__PROBLEM TO WORK ON__:
Using the listing below, set down exactly the lines starting at the line that contains "class is: fence" and ending at the line that contains "class is: church", both included, and no others.

__GIVEN ENTRIES__:
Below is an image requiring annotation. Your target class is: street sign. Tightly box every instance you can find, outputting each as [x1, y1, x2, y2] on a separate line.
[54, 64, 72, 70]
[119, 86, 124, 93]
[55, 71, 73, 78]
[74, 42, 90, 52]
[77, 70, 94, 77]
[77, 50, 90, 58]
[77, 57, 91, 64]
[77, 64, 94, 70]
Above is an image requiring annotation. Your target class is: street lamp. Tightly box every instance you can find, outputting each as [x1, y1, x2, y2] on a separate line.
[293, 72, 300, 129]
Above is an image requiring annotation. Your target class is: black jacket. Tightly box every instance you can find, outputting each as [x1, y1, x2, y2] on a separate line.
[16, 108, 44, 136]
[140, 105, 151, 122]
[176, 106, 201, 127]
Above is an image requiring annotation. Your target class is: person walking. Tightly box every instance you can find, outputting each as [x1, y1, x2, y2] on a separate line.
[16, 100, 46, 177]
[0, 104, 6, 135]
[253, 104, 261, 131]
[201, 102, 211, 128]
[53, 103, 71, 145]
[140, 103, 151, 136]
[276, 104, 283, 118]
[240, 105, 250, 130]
---
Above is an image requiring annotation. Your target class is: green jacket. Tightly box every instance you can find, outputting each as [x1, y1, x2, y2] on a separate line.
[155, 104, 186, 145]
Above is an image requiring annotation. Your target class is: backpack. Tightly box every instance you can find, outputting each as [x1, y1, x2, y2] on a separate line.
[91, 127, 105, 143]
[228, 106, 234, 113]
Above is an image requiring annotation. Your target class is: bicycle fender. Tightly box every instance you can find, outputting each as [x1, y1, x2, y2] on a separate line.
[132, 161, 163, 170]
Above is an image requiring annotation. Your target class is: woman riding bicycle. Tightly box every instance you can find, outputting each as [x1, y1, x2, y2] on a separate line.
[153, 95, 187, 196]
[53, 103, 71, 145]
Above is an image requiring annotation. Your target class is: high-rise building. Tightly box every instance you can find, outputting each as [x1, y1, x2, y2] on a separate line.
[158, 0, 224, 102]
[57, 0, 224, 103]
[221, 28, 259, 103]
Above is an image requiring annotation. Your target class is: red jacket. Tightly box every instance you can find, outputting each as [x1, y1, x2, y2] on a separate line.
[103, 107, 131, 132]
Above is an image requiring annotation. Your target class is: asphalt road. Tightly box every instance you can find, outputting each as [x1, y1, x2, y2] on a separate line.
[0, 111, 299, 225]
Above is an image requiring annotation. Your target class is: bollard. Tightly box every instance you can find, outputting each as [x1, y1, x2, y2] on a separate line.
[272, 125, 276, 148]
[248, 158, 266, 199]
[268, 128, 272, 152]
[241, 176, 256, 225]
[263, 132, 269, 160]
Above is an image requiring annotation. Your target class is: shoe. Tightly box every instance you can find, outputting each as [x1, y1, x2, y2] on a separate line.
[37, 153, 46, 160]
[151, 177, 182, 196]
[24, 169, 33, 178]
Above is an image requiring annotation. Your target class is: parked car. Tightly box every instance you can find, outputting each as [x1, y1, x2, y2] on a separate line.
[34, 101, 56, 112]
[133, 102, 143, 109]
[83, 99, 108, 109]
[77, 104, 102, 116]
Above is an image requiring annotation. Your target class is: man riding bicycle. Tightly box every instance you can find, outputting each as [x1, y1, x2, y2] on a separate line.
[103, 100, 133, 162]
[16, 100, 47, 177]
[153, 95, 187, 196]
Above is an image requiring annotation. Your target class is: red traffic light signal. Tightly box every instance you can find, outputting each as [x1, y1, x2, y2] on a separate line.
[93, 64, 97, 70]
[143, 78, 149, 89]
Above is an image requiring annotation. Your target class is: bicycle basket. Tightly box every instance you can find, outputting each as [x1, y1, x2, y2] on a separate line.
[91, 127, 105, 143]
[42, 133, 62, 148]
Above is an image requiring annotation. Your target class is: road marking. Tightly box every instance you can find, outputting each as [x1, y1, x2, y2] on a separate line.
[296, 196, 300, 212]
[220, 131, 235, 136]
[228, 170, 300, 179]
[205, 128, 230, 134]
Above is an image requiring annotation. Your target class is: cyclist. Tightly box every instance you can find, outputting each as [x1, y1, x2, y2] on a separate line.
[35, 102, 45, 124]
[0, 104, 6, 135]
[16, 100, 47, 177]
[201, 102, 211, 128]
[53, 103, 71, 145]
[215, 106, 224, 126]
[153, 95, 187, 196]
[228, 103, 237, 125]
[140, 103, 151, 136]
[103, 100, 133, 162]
---
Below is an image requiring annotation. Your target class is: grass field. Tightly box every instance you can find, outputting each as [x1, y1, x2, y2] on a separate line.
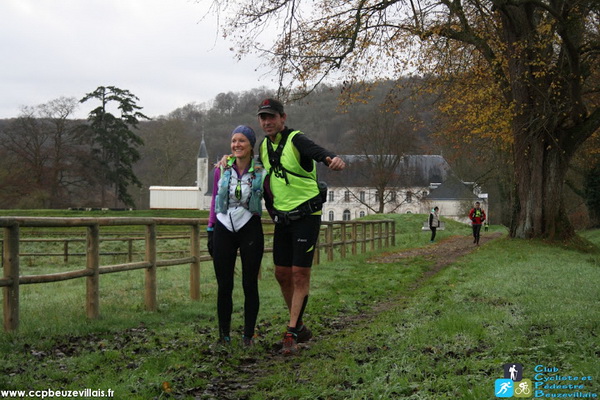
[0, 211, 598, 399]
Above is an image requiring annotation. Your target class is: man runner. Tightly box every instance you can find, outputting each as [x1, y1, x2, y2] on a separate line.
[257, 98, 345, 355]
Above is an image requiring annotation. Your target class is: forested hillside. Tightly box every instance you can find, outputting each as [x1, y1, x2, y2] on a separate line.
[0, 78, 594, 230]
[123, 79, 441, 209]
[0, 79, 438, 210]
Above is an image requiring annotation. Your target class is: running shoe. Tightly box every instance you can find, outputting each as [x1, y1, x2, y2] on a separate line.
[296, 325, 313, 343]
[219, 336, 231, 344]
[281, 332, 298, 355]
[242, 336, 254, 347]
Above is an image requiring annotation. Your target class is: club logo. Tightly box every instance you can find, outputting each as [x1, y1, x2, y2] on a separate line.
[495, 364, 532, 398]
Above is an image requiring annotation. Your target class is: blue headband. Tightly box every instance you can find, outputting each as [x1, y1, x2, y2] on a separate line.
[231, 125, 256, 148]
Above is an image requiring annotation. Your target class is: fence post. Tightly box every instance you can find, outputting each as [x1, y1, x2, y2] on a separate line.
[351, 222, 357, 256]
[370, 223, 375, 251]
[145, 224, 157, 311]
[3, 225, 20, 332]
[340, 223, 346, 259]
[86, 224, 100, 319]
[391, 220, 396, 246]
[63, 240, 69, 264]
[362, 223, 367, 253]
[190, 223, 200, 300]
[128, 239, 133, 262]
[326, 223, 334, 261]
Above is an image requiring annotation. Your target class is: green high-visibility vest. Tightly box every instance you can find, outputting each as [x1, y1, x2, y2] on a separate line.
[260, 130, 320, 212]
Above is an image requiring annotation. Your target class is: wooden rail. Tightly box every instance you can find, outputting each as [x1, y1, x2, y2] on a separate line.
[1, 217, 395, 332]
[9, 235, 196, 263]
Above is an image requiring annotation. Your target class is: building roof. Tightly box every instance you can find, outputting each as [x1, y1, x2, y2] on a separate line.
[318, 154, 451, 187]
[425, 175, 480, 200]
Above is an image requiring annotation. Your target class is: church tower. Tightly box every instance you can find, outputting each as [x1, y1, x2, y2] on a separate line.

__COMPLETED TASK__:
Above is an image requiring annotation. Your target class is: fence post. Tightly box every instance you can find, outputting each as [x1, y1, x2, y2] on a separate line.
[351, 222, 357, 256]
[370, 223, 375, 251]
[145, 224, 157, 311]
[3, 225, 20, 332]
[340, 223, 346, 259]
[86, 224, 100, 319]
[391, 220, 396, 246]
[63, 240, 69, 264]
[362, 223, 367, 253]
[190, 223, 200, 300]
[128, 239, 133, 262]
[326, 223, 334, 261]
Above is an image requiring annotation. Your target class is: green high-visibility vest. Tightly box every instance you can find, outputting each as [x1, y1, x2, y2] on a separate line.
[260, 130, 320, 212]
Above is an image requiring annotation. Your target class is: wooden rail. Tightly box every instance you can find, outputting each as [x1, y1, x2, y2] on a separate line.
[1, 217, 395, 332]
[9, 235, 196, 263]
Above is an image requiring annotation. Your target class is: building roof. Tightly box every instance you can find, outputting each as [x1, y1, x2, y2] on a separate line.
[318, 154, 451, 187]
[425, 175, 480, 200]
Above is an image requiring annotation. Your target class is: church tower. Tightly box every instance you can find, outputting each as [x1, y1, x2, y2] on a separate line.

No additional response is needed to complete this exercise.